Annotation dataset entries
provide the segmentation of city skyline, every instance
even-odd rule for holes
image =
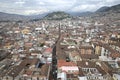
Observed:
[[[119,4],[119,0],[0,0],[0,12],[33,15],[52,11],[96,11],[103,6]]]

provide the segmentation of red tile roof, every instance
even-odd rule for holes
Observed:
[[[77,66],[74,62],[66,62],[65,60],[58,60],[58,67],[62,66]]]

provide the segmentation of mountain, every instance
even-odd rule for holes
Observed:
[[[111,7],[102,7],[98,9],[96,12],[120,12],[120,4],[111,6]]]
[[[38,15],[18,15],[0,12],[0,21],[28,21],[28,20],[38,20],[46,16],[48,13],[38,14]]]
[[[105,12],[108,8],[109,7],[104,6],[104,7],[99,8],[96,12]]]
[[[0,21],[19,21],[19,20],[27,20],[28,17],[17,14],[9,14],[0,12]]]
[[[58,12],[52,12],[48,13],[43,19],[47,20],[62,20],[65,18],[71,18],[72,16],[68,13],[58,11]]]

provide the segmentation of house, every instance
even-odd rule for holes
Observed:
[[[65,60],[58,60],[58,73],[65,72],[66,74],[78,74],[79,69],[74,62],[66,62]]]
[[[99,62],[92,62],[89,60],[78,61],[77,65],[82,75],[79,80],[111,80],[109,75],[100,67]],[[80,73],[81,73],[80,72]]]

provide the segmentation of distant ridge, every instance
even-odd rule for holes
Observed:
[[[120,4],[111,6],[111,7],[102,7],[96,12],[120,12]]]

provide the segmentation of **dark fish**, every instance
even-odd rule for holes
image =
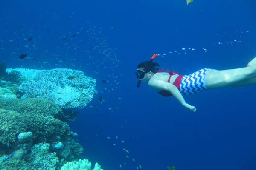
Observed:
[[[101,103],[102,102],[102,95],[99,95],[99,99]]]
[[[67,102],[67,103],[66,103],[65,105],[64,105],[64,107],[68,106],[69,105],[70,105],[70,104],[71,104],[72,102],[72,101]]]
[[[95,108],[94,108],[94,109],[95,110],[98,110],[99,109],[99,106],[98,106],[98,105],[96,105],[96,106],[95,107]]]
[[[21,54],[19,57],[20,59],[23,59],[26,56],[27,54]]]
[[[69,76],[68,77],[67,77],[67,79],[69,80],[74,79],[75,79],[75,76]]]
[[[167,168],[167,169],[170,170],[175,170],[176,169],[176,168],[174,166],[168,165],[166,167]]]

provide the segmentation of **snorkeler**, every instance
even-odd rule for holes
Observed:
[[[247,67],[226,70],[204,68],[189,75],[169,70],[158,69],[159,65],[150,61],[141,63],[136,73],[140,82],[148,82],[148,85],[165,96],[173,96],[189,110],[195,112],[196,109],[186,102],[183,95],[195,94],[208,89],[243,86],[256,84],[256,57]]]

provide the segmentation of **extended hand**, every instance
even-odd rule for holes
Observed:
[[[196,110],[196,109],[195,106],[192,106],[187,103],[186,103],[184,106],[186,107],[189,111],[192,111],[193,112],[195,112]]]

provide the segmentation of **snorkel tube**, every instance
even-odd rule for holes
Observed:
[[[151,59],[150,59],[150,61],[152,61],[154,59],[154,58],[156,58],[156,57],[157,57],[157,54],[154,54],[154,55],[153,55],[153,56],[152,56],[152,57],[151,57]],[[141,82],[141,80],[139,80],[139,81],[138,81],[138,82],[137,83],[137,85],[136,86],[136,87],[137,87],[137,88],[140,87],[140,85]]]

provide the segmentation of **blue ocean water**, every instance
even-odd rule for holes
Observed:
[[[146,83],[136,88],[134,74],[154,53],[161,67],[181,74],[245,67],[256,54],[255,2],[0,5],[0,62],[10,68],[71,68],[96,79],[97,95],[68,122],[93,164],[108,170],[256,169],[255,85],[186,96],[197,108],[192,113]]]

• Aim
Rewrite every one of the rows above, putting "all instances" wherever "every instance" appears and keeping everything else the same. Leave the pictures out of your version.

• Solution to the exercise
provide the segmentation of city skyline, all instances
even-odd rule for holes
image =
Observed:
[[[119,4],[119,0],[0,0],[0,12],[33,15],[52,11],[96,11],[103,6]]]

provide the segmentation of red tile roof, all instances
even-odd rule for holes
Observed:
[[[77,66],[74,62],[66,62],[65,60],[58,60],[58,67],[62,66]]]

provide the segmentation of mountain, all instances
even-odd rule for holes
Observed:
[[[111,7],[102,7],[98,9],[96,12],[120,12],[120,4],[111,6]]]
[[[38,15],[18,15],[0,12],[0,21],[28,21],[28,20],[38,20],[46,16],[48,13],[38,14]]]
[[[105,12],[108,8],[109,7],[104,6],[104,7],[99,8],[96,12]]]
[[[0,21],[19,21],[19,20],[27,20],[28,17],[17,14],[9,14],[0,12]]]
[[[58,12],[52,12],[48,13],[43,19],[47,20],[62,20],[65,18],[71,18],[72,16],[68,13],[58,11]]]

provide the segmentation of house, all instances
even-odd rule for holes
Observed:
[[[65,60],[58,60],[58,73],[65,72],[66,74],[78,74],[79,69],[74,62],[66,62]]]
[[[99,62],[92,62],[89,60],[78,61],[77,65],[82,75],[79,80],[111,80],[109,75],[100,67]],[[80,73],[81,73],[80,72]]]

provide the segmentation of distant ridge, all instances
even-odd rule for holes
Observed:
[[[120,4],[111,6],[111,7],[102,7],[96,12],[120,12]]]

provide the segmentation of **dark fish**, all instances
even-odd rule for holes
image =
Observed:
[[[101,103],[102,102],[102,95],[99,95],[99,99]]]
[[[67,102],[67,103],[66,103],[65,105],[64,105],[64,107],[68,106],[69,105],[70,105],[70,104],[71,104],[72,102],[72,101]]]
[[[95,108],[94,108],[94,109],[95,110],[98,110],[99,109],[99,106],[98,106],[98,105],[96,105],[96,106],[95,107]]]
[[[21,54],[19,57],[20,59],[23,59],[26,56],[27,54]]]
[[[69,76],[68,77],[67,77],[67,79],[69,80],[74,79],[75,79],[75,76]]]
[[[167,168],[167,169],[170,170],[175,170],[176,169],[176,168],[174,166],[168,165],[166,167]]]

provide the segmentation of **snorkeler**, all instances
even-odd rule for holes
Observed:
[[[247,67],[226,70],[204,68],[189,75],[169,70],[158,69],[159,65],[150,61],[141,63],[136,73],[140,82],[148,82],[148,85],[165,96],[173,96],[189,110],[195,112],[196,109],[186,102],[183,95],[195,94],[208,89],[243,86],[256,84],[256,57]]]

provide the segmentation of **extended hand**, all instances
even-odd rule for holes
Observed:
[[[196,110],[196,109],[195,106],[192,106],[187,103],[186,103],[184,106],[186,107],[189,111],[192,111],[193,112],[195,112]]]

provide the segmentation of **snorkel tube**, all instances
even-odd rule for holes
Observed:
[[[151,59],[150,59],[150,61],[152,61],[154,59],[154,58],[156,58],[156,57],[157,57],[157,54],[154,54],[154,55],[153,55],[153,56],[152,56],[152,57],[151,57]],[[141,82],[141,80],[139,80],[139,81],[138,81],[138,82],[137,83],[137,85],[136,86],[136,87],[137,87],[137,88],[140,87],[140,85]]]

provide the segmentation of **blue ocean water**, all instances
even-odd rule for holes
Observed:
[[[146,83],[136,88],[134,74],[154,53],[161,67],[181,74],[245,67],[256,54],[255,2],[0,5],[0,62],[10,68],[71,68],[96,79],[97,95],[68,122],[93,164],[108,170],[256,169],[255,85],[186,96],[197,108],[192,113]]]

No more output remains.